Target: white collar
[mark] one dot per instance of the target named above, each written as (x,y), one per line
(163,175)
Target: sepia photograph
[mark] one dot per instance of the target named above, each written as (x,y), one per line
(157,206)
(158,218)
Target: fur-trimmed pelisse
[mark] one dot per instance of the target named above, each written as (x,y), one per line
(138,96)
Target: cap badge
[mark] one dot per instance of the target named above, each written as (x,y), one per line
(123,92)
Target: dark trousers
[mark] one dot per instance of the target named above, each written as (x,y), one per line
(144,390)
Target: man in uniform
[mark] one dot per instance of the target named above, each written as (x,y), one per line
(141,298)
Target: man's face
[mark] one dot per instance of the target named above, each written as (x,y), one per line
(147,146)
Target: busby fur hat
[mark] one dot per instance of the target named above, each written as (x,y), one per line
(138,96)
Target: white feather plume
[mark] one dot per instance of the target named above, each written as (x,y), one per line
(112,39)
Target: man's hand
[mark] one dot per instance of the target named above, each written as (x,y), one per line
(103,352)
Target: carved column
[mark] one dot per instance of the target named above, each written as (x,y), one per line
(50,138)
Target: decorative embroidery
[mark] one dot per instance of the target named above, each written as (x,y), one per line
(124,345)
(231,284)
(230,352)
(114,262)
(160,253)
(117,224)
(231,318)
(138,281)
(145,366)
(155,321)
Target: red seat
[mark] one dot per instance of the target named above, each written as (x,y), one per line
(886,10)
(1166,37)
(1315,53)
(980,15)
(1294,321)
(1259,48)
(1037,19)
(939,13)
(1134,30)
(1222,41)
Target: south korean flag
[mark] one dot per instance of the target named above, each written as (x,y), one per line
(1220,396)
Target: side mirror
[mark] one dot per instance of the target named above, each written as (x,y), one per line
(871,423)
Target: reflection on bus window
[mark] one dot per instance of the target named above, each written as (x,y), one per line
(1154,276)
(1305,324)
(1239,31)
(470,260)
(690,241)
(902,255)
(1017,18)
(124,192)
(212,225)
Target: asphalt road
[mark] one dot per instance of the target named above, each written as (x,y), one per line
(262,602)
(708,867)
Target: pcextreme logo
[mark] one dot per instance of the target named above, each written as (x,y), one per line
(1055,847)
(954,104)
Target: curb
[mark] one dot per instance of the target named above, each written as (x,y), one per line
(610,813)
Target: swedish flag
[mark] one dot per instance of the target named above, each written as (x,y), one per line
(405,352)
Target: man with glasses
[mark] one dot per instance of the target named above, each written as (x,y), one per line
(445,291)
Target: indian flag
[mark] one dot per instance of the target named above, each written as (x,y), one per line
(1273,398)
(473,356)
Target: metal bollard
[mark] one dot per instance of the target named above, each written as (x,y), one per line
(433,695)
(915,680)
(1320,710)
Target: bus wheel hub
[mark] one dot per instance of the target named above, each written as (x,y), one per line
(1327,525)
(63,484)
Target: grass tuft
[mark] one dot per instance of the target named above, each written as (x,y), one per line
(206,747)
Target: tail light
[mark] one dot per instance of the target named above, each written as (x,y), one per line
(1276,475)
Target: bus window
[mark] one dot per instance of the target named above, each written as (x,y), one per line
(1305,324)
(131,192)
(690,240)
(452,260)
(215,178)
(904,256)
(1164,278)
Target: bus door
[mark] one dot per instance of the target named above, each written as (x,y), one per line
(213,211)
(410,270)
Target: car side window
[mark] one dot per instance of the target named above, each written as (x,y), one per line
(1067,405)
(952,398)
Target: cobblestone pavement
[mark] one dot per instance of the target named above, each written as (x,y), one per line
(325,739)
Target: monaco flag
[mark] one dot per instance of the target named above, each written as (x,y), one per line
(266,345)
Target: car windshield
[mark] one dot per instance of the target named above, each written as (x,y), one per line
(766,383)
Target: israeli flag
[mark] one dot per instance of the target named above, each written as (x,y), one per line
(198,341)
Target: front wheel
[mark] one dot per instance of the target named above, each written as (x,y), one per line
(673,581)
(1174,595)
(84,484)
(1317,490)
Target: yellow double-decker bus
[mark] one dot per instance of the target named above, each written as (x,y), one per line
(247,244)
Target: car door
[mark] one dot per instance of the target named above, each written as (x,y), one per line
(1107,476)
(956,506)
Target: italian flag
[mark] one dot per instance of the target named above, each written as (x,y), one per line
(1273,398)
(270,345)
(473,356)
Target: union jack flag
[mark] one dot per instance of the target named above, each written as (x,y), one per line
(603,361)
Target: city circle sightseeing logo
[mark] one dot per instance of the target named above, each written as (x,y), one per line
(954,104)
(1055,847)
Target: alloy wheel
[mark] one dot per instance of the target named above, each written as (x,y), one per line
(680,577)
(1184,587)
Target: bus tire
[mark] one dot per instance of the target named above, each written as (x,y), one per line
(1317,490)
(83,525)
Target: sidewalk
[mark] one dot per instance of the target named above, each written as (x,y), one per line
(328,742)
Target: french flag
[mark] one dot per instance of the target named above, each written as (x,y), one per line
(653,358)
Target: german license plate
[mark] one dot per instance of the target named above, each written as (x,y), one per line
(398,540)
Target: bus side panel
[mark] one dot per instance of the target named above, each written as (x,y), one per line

----

**WHAT THE EXERCISE ASKS**
Retype the data in full and match it exactly.

**EXERCISE SOLUTION**
Target: white collar
[mark] one dot per instance of the target named above, each written as (x,y), one per line
(163,175)
Target: sepia photograph
[mark] one dot per instance of the target named above, each written as (x,y), one per line
(157,206)
(158,218)
Target: fur-trimmed pelisse
[mark] one dot per instance of the target named above, each written as (x,y), one per line
(138,96)
Target: cap badge
[mark] one dot per instance of the target named above, each written as (x,y), one per line
(123,92)
Target: dark trousers
[mark] one dot per instance of the target named above, each written as (x,y), one per line
(144,390)
Target: man in uniform
[mark] one dot per instance of the target named above, each written as (x,y), one per line
(141,298)
Target: man's face
[mark] one dot per instance of the target named above, each written as (x,y), one per line
(147,146)
Target: busby fur hat
[mark] one dot per instance of the target named above, each written as (x,y), one per line
(138,96)
Target: white feather plume
[mark] one dot per instance of the target named above, each written as (x,y), one per line
(112,39)
Target: man's hand
[mark] one dot per instance of the target named above, each written as (x,y), one per line
(103,352)
Target: carved column
[mark] one dot per instance of the target named above, each written as (x,y), one per line
(50,138)
Target: decorative embroidery
[mark] one dot per instance of the target named above, each written as (x,y), one per line
(124,345)
(231,284)
(230,352)
(114,262)
(160,253)
(117,224)
(231,318)
(138,281)
(145,366)
(155,321)
Target: red seat
[mark] one dot per instance of the target named above, each written as (x,y), one per line
(886,10)
(1166,37)
(1315,53)
(980,15)
(1294,321)
(1259,48)
(1037,19)
(939,13)
(1134,30)
(1222,41)
Target: south korean flag
[mark] one dot per instance of the target named above, each written as (x,y), one per line
(1220,396)
Target: side mirror
[mark] one dot per instance of the target named above, each written as (x,y), one per line
(871,423)
Target: reflection on bus window
[mark] one dot per instance of the target named above, each written as (x,y), one per line
(1154,276)
(1305,324)
(1239,31)
(470,260)
(690,241)
(902,255)
(1017,18)
(124,192)
(212,225)
Target: asphalt road
[mark] one dot per instance of the target named above, each written as (x,y), one per line
(262,602)
(708,867)
Target: pcextreme logo
[mark] one dot per instance of the target named above, each written as (x,y), one per line
(1055,847)
(954,104)
Target: curb
[mark] one dot per instance of the target named above, each written as (x,y), one per line
(610,813)
Target: swedish flag
[mark] one dot per instance of the target named above, each written as (x,y), one per line
(405,352)
Target: man with glasses
[mark] one dot per instance of the target named above, each written as (x,y), one per line
(445,291)
Target: indian flag
[mark] one dot per instance of the target named above, each written as (x,y), one per line
(1273,398)
(473,356)
Target: metal bollard
[mark] one dot per instance of the target named above, each written as (x,y), one per line
(433,695)
(915,680)
(1320,710)
Target: bus wheel hub
[mark] one dot per instance of the target named above, each written as (x,y), one per line
(1327,525)
(63,484)
Target: grass tuft
[mark] one dot per instance of the target named above, each written as (x,y), one per line
(206,747)
Target: tail light
[mark] one dot per instance of the target named above, each written as (x,y), one per line
(1276,475)
Target: bus window
[mark] one dot per instance of the target named above, each written as (x,y), one per line
(1305,324)
(131,192)
(690,240)
(452,260)
(215,178)
(904,256)
(1164,278)
Target: bus door
[mark] one dot per instance of the target named above, each written as (x,y), one per line
(213,211)
(410,270)
Target: car side window
[mark] one dot per instance of the target named above, each written as (x,y), one per line
(1067,405)
(952,398)
Target: cobblestone pavement
[mark] one dot per instance of the target named above, each written as (x,y), one per line
(325,739)
Target: monaco flag
[mark] one dot per instance of the target named above, each written as (x,y), one per line
(266,345)
Target: car windshield
[mark] one dot per instance of the target named above, each written as (x,y), one per line
(766,383)
Target: israeli flag
[mark] one dot per instance of the target named above, each written as (x,y), one per line
(198,341)
Target: front wheel
[mark] one dot per instance of the target named above, each written as (x,y), one per line
(673,581)
(1174,595)
(84,484)
(1317,490)
Target: yellow double-decker bus
[mark] one dot per instance of the target named above, each written as (x,y), one per line
(247,244)
Target: car door
[mark] one dot per instance of the target named above, each written as (x,y), one per line
(1107,476)
(956,506)
Target: italian flag
[mark] one dot per instance of the target named above, each written as (x,y), one per line
(1273,398)
(270,345)
(473,356)
Target: union jack flag
[mark] one dot per instance of the target named above, each written as (x,y), one per line
(603,361)
Target: city circle sightseeing logo
[mark] one dot per instance of the target named above, each written as (x,y), one per line
(954,104)
(1055,847)
Target: alloy wheel
[mark] one dot per instance of the target named above, each written as (x,y), one per line
(680,577)
(1184,587)
Target: bus tire
[mark] one dot per instance of the target named above, each written as (x,y), one per line
(1317,490)
(83,525)
Target: sidewalk
[mark] one dot per instance of the target named above, each written as (x,y), one per line
(328,742)
Target: french flag
[mark] one dot per instance of the target named above, each written as (x,y), one per line
(653,358)
Target: german license plate
[mark] one dot per instance of the target named above, each written as (x,y), one per line
(398,540)
Target: bus side panel
[mark] one dot per instance of the target named above, each written as (x,y), one per line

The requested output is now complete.